▶ **Goal of the exercise**: Transcribe the entries that come next exactly, but not the pictures they contain.

Material shown section start

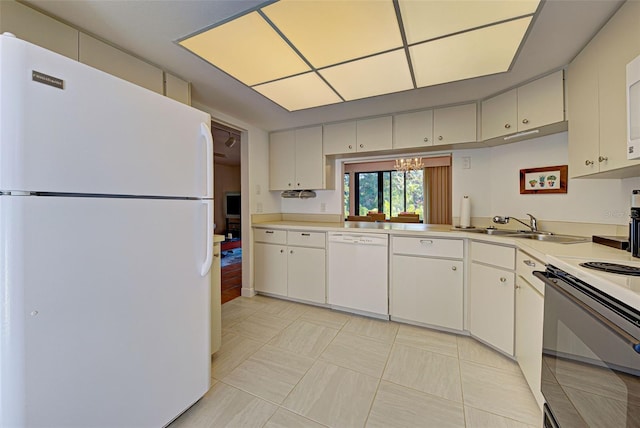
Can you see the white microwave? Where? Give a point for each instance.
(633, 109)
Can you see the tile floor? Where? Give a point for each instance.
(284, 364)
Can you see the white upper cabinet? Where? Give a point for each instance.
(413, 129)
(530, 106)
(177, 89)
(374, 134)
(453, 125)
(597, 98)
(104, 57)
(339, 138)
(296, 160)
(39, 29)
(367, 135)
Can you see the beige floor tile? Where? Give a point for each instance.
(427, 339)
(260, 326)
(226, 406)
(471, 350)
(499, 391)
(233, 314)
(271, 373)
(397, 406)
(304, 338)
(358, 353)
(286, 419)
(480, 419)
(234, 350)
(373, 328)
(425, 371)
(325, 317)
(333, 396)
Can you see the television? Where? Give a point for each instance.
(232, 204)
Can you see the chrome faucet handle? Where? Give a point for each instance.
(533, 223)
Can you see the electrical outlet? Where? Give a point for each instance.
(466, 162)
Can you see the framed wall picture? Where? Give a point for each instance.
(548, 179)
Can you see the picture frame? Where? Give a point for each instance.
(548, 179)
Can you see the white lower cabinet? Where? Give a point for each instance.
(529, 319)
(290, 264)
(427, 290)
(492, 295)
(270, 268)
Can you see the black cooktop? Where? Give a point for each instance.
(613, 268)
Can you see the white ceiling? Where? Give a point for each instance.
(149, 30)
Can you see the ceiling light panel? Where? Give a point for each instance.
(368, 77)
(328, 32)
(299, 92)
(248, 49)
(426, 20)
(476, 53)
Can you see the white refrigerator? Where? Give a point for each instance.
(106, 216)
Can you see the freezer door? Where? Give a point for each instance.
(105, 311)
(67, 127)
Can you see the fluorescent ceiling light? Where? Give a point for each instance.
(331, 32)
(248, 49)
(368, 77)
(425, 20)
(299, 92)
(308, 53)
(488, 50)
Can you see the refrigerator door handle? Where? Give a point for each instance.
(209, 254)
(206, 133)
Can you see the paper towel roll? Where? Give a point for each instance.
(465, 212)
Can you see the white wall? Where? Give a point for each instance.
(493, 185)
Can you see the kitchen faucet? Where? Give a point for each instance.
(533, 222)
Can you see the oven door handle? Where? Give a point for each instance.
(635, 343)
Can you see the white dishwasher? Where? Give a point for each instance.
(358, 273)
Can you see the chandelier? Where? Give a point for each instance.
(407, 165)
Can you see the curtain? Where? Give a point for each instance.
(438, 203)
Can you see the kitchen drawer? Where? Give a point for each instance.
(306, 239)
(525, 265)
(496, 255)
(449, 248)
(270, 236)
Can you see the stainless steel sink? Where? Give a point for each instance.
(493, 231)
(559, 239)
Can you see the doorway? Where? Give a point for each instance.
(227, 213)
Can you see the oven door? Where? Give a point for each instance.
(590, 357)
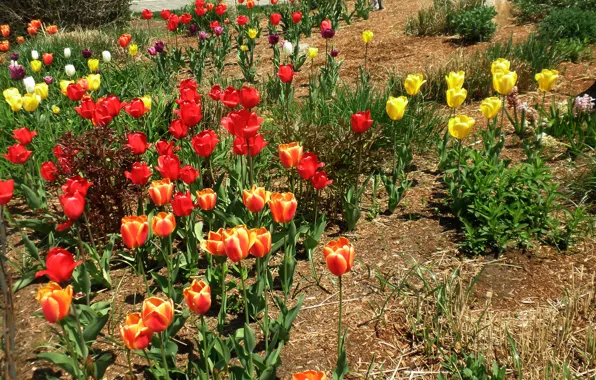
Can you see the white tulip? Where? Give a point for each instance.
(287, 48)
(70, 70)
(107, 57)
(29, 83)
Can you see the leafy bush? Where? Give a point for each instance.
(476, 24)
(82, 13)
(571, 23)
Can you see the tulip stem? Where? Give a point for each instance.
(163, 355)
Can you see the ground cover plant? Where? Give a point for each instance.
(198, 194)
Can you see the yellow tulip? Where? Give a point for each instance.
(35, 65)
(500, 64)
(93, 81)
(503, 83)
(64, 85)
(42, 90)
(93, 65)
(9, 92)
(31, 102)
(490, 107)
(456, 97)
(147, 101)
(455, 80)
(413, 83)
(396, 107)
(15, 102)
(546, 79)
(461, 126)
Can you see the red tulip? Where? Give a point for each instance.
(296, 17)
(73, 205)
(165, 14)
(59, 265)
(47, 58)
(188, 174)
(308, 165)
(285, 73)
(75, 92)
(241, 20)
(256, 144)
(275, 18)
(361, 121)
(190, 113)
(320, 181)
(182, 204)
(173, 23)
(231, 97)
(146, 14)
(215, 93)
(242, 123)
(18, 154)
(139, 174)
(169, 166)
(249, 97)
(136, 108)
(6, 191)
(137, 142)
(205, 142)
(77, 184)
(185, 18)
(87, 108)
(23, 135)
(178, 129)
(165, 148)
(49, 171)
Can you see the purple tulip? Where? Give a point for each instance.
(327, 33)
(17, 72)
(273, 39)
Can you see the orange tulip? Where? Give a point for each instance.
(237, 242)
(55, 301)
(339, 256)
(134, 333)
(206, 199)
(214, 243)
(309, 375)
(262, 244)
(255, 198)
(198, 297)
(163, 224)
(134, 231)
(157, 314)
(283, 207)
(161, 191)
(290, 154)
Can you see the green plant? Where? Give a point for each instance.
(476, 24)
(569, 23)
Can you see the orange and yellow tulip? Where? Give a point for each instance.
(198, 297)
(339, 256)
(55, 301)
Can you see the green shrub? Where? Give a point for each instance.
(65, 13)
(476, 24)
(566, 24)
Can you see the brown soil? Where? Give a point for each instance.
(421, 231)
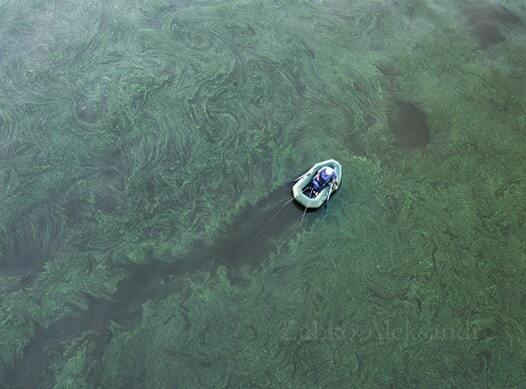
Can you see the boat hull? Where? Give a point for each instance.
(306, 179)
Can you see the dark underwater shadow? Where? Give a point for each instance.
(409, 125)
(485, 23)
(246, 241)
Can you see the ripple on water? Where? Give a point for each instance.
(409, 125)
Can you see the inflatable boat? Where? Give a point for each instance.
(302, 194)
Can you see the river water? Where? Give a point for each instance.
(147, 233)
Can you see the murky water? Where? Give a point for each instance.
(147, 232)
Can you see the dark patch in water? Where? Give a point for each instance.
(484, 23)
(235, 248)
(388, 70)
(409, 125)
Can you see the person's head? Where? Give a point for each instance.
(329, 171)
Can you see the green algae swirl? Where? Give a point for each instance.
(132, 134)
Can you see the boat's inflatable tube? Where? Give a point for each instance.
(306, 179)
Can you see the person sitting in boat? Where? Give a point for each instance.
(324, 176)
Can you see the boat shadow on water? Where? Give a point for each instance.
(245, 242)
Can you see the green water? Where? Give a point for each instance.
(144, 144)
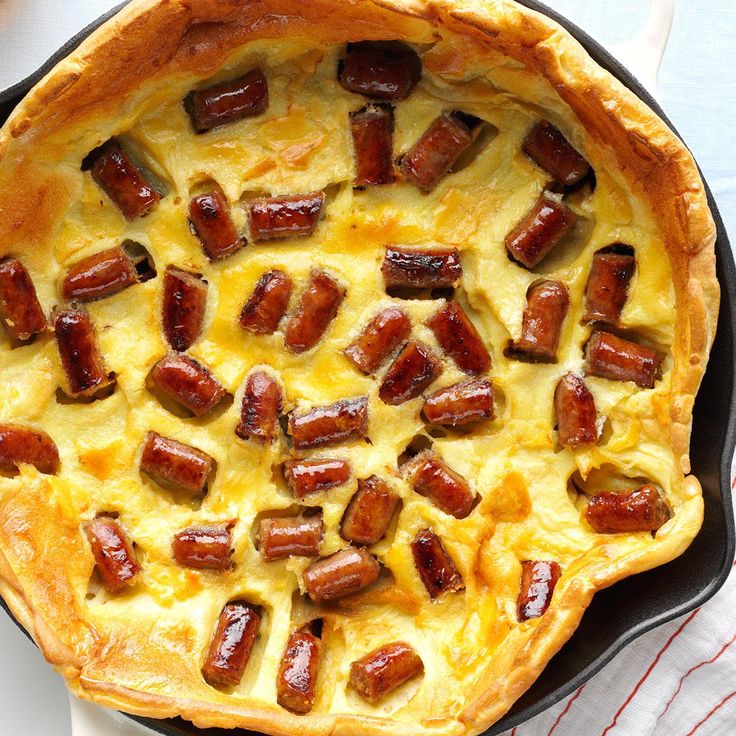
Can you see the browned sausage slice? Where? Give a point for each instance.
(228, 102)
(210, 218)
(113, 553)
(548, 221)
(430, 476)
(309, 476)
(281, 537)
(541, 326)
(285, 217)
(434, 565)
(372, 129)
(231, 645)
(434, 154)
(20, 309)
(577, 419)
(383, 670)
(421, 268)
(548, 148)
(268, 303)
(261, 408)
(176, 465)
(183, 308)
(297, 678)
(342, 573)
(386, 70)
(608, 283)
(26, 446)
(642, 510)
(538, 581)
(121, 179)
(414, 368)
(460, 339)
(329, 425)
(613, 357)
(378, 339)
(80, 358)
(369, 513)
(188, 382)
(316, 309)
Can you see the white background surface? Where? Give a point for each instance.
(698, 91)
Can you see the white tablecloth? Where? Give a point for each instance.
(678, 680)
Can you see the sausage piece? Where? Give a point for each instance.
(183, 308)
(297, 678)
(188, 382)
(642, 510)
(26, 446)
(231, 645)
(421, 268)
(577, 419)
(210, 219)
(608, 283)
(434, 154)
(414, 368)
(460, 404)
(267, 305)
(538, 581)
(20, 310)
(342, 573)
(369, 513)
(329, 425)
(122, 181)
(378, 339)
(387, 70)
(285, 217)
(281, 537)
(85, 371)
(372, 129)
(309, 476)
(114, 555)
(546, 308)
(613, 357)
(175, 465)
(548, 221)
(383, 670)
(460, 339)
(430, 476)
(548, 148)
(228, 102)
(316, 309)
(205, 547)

Material shown section end

▶ **Exercise answer**:
Can you see the white microwave? Where? Give a point for each instance.
(633, 109)
Can you see the tile floor? Where? Give a point for each instance.
(284, 364)
Can you see the white upper cabinet? Where? Give a point for each instance.
(413, 129)
(530, 106)
(177, 89)
(374, 134)
(453, 125)
(597, 98)
(104, 57)
(339, 138)
(296, 160)
(39, 29)
(367, 135)
Can you see the beige floor tile? Where? Give a point for each instance.
(427, 339)
(260, 326)
(226, 406)
(471, 350)
(499, 391)
(233, 314)
(271, 373)
(397, 406)
(304, 338)
(358, 353)
(286, 419)
(480, 419)
(234, 350)
(373, 328)
(425, 371)
(325, 317)
(333, 396)
Can you see the television? Where? Give a point for each instance.
(232, 204)
Can you see the chrome faucet handle? Where? Give a point for each instance.
(533, 223)
Can you see the electrical outlet? Where? Give a point for each instance.
(466, 162)
Can you see the framed wall picture? Where? Give a point for each instance.
(548, 179)
Can you see the picture frame? Where? Give a point for each instance.
(548, 179)
Can you see the white lower cabinet? Where? Give a point for each instance.
(529, 319)
(290, 264)
(427, 290)
(492, 295)
(270, 268)
Can you see the black cooktop? Where? Give a point for each instance.
(613, 268)
Can you see the white ceiling? Where? Give a point for each instance.
(149, 30)
Can you see the ceiling light panel? Where? Give a point for each instance.
(368, 77)
(328, 32)
(299, 92)
(248, 49)
(426, 20)
(476, 53)
Can you see the white refrigerator? Where? Give a point for each instance.
(106, 216)
Can you see the freezer door? Where? Give a point for each instance.
(105, 311)
(67, 127)
Can you see the fluorescent ceiling light? Where? Give a point for each instance.
(331, 32)
(248, 49)
(368, 77)
(425, 20)
(299, 92)
(308, 53)
(488, 50)
Can you see the refrigerator door handle? Where? Give a point for each instance.
(209, 254)
(206, 133)
Can you see the paper towel roll? Where? Give a point for each instance.
(465, 212)
Can you see the white wall? Where? Give a point for each instance.
(493, 185)
Can you see the kitchen faucet? Where? Give a point for each instance.
(533, 222)
Can you see the oven door handle? Where? Give a point for each instance.
(635, 343)
Can you see the white dishwasher? Where? Give a point for each instance.
(358, 273)
Can you see the chandelier? Where? Give a point for each instance.
(407, 165)
Can you see the curtain? Where? Give a point for each instance.
(438, 203)
Can you see the kitchen drawer? Where? Give a point for each instance.
(306, 239)
(525, 265)
(496, 255)
(449, 248)
(270, 236)
Can you see the stainless steel sink? Where? Give a point for each instance.
(493, 231)
(559, 239)
Can you see the doorway? Where? Give a point for each instance.
(227, 213)
Can you see the oven door? Where? Give a point for each instance.
(590, 357)
Can you see the white tulip? Where? Give a point for each instance.
(287, 48)
(70, 70)
(107, 57)
(29, 83)
Can you see the leafy bush? Where? Give a point for each instance.
(476, 24)
(82, 13)
(571, 23)
Can you see the tulip stem? Where? Give a point for each instance.
(163, 355)
Can you see the ground cover plant? Where? Give a point for each instance.
(198, 194)
Can you see the yellow tulip? Where? Give a point for each instance.
(35, 65)
(500, 64)
(93, 81)
(503, 83)
(64, 85)
(42, 90)
(93, 65)
(9, 92)
(31, 102)
(490, 107)
(456, 97)
(147, 101)
(455, 80)
(413, 83)
(396, 107)
(15, 102)
(546, 79)
(461, 126)
Can you see the red tulip? Where? Give a point for each instance.
(296, 17)
(73, 205)
(165, 14)
(59, 265)
(47, 58)
(188, 174)
(308, 165)
(285, 73)
(75, 92)
(241, 20)
(256, 144)
(275, 18)
(361, 121)
(190, 113)
(320, 181)
(182, 204)
(173, 23)
(231, 97)
(146, 14)
(215, 93)
(242, 123)
(18, 154)
(139, 174)
(169, 166)
(249, 97)
(136, 108)
(6, 191)
(137, 142)
(205, 142)
(77, 184)
(185, 18)
(87, 108)
(23, 135)
(178, 129)
(165, 148)
(49, 171)
Can you see the purple tulip? Where? Give a point for each instance.
(327, 33)
(17, 72)
(273, 39)
Can you see the orange tulip? Where? Give a point for each instance.
(237, 242)
(55, 301)
(339, 256)
(134, 333)
(206, 199)
(214, 243)
(309, 375)
(262, 244)
(255, 198)
(198, 297)
(163, 224)
(134, 231)
(157, 314)
(283, 207)
(161, 191)
(290, 154)
Can you see the green plant? Where? Give a point for each instance.
(476, 24)
(569, 23)
Can you see the orange and yellow tulip? Where? Give a point for each instance.
(198, 297)
(339, 256)
(55, 301)
Can you see the green shrub? Where? Give a point for each instance.
(65, 13)
(476, 24)
(566, 24)
Can you see the brown soil? Where? Give a point for each instance.
(421, 231)
Can you see the boat hull? Where? Give a point for each instance.
(306, 179)
Can you see the dark underwater shadow? Where? Give a point for each instance.
(409, 125)
(485, 23)
(246, 241)
Can you see the ripple on water? Where? Give a point for each instance.
(409, 125)
Can you see the inflatable boat? Where? Give a point for each instance.
(302, 194)
Can you see the river water? Where? Give a point for each instance.
(147, 233)
Can you see the murky water? Where? Give a point for each instance.
(147, 232)
Can you see the dark patch in water? Where? Give a point for each instance.
(484, 23)
(235, 248)
(388, 70)
(409, 125)
Can you see the person's head? Where? Give a point for each instance.
(329, 171)
Can you see the green algae swirl? Where? Give a point for each instance.
(132, 134)
Can you see the boat's inflatable tube? Where? Give a point for each instance.
(306, 179)
Can you see the person sitting in boat? Where? Give a point for each instance.
(324, 176)
Can you see the boat shadow on water? Where? Give a point for each instance.
(245, 242)
Can you see the green water? Where? Give a point for each instance.
(144, 144)
Can you see the browned sausage slice? Where? Give a point for each instance.
(228, 102)
(210, 218)
(113, 553)
(548, 221)
(430, 476)
(309, 476)
(281, 537)
(541, 326)
(285, 217)
(434, 565)
(372, 129)
(231, 645)
(434, 154)
(20, 309)
(577, 419)
(383, 670)
(421, 268)
(548, 148)
(268, 303)
(261, 408)
(176, 465)
(183, 308)
(297, 678)
(342, 573)
(386, 70)
(608, 283)
(26, 446)
(642, 510)
(538, 581)
(121, 179)
(414, 368)
(460, 339)
(329, 425)
(613, 357)
(378, 339)
(80, 358)
(369, 513)
(188, 382)
(316, 309)
Can you see the white background surface? Where? Give a point for each instance.
(698, 91)
Can you see the white tablecloth? Where? Give a point for each instance.
(678, 680)
Can you see the sausage piece? Where? Give a point for each instance.
(183, 308)
(297, 678)
(188, 382)
(642, 510)
(26, 446)
(231, 645)
(421, 268)
(577, 419)
(210, 219)
(608, 283)
(434, 154)
(414, 368)
(460, 404)
(267, 305)
(538, 581)
(20, 310)
(342, 573)
(369, 513)
(329, 425)
(122, 181)
(378, 339)
(387, 70)
(285, 217)
(281, 537)
(85, 371)
(372, 129)
(309, 476)
(114, 555)
(546, 308)
(613, 357)
(175, 465)
(548, 221)
(383, 670)
(460, 339)
(430, 476)
(548, 148)
(228, 102)
(316, 309)
(205, 547)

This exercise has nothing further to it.